REQUIRED TASK — Copy every record below exactly as written, but leave out the pictures.

Photo object pointing records:
.....

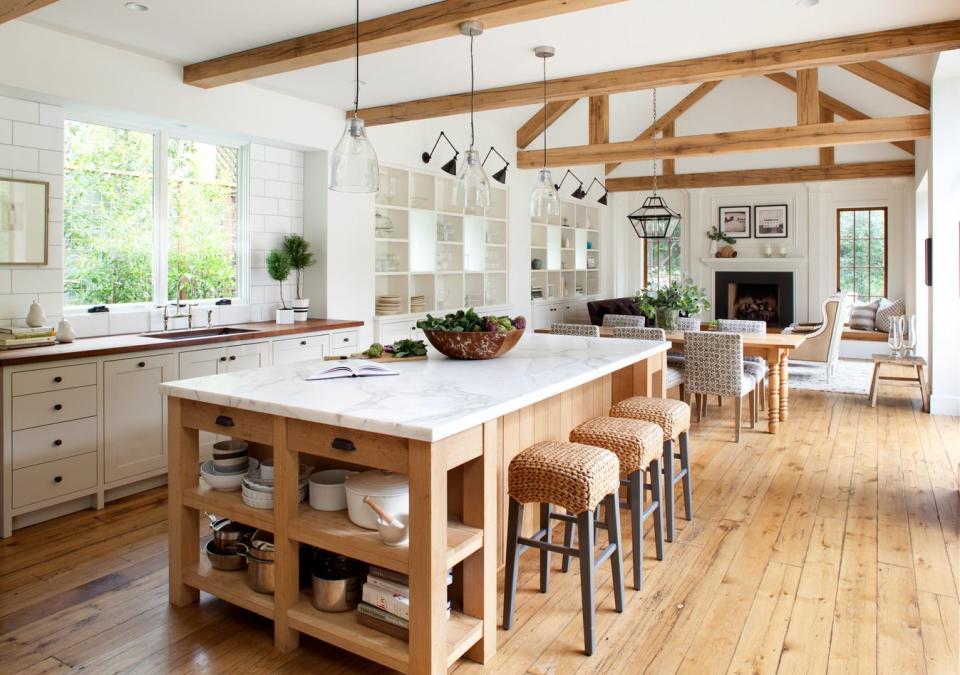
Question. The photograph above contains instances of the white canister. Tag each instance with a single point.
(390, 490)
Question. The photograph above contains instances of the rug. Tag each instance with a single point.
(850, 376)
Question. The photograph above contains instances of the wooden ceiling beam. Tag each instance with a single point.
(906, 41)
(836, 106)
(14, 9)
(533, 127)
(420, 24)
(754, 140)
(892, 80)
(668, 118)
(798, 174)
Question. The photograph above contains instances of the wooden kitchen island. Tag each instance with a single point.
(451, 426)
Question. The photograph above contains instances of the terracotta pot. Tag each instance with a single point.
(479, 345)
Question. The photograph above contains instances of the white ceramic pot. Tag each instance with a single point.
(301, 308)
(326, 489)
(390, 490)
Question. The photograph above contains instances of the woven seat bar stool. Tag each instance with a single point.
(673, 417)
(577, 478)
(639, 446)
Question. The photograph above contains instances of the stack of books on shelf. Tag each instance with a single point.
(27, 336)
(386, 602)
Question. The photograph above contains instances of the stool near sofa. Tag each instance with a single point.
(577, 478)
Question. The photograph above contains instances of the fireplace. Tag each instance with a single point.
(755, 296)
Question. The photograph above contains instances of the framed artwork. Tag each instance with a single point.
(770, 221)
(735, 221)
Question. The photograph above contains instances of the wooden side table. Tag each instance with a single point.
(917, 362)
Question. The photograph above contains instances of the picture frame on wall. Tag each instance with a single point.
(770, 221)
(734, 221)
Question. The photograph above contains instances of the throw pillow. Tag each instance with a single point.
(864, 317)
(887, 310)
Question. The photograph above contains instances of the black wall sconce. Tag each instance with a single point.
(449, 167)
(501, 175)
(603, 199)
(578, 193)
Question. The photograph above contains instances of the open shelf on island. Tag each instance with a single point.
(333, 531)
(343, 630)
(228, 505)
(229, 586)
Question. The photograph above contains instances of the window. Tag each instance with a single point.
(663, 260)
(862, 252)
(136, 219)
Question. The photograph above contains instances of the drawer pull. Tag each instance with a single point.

.....

THE RESPONSE —
Question. The photograph above contains instances of the white canister. Tag each instance with a single point.
(390, 490)
Question. The photograph above contains instances of the rug. Tag each instance with a single point.
(850, 376)
Question. The photograph above contains instances of the wooden ceiling beam. Tag each instance with a single point.
(906, 41)
(836, 106)
(14, 9)
(533, 127)
(420, 24)
(754, 140)
(892, 80)
(668, 118)
(798, 174)
Question. The photograph above contains instances of the wooden kitchen island. Tag each instance with a single point.
(451, 426)
Question. The photograph above contains instances of the terracotta pot. Tag each instance with a single point.
(479, 345)
Question. The photograph above contains instances of the white ceramic pot. Tag each instance with a single point.
(301, 308)
(326, 489)
(390, 490)
Question. The photograph above contains instances of the woven seat bar stool. Tag each instance with a single point.
(673, 417)
(577, 478)
(639, 446)
Question. The photograph above contains instances of the stack of books on shelf. Tag each instance with a single point.
(27, 336)
(386, 602)
Question. The photograph above contains instances of the stool near sofa. Tag each instance with a single point.
(577, 478)
Question. The photograph above contains instances of the fireplace. Tag each instance with a single point.
(755, 296)
Question. The photograph above contains instances of the framed artwork. Tag each instance with a single point.
(770, 221)
(735, 221)
Question. The photograph above contains instances of the wooden side table. Tag each instance with a single point.
(917, 362)
Question. The photograph above contains instances of the picture frame on wall. Tag each instance with a single point.
(770, 221)
(734, 221)
Question. The photograph above contains instances of the throw pillow. Tag each instance with a single point.
(864, 317)
(887, 310)
Question. The photograph above contains instances of the black wall sconce. Tag each instance with a single point.
(449, 167)
(501, 175)
(603, 199)
(578, 193)
Question. The photograph above contains instances of the open shelf on island. Tag each instance with a single point.
(333, 531)
(343, 630)
(228, 505)
(229, 586)
Question. The photograph above contains instances of the window. Tag each instance with a single point.
(663, 260)
(862, 252)
(136, 219)
Question. The photograph above contains instances of the drawer pull. Tag each instance with a single point.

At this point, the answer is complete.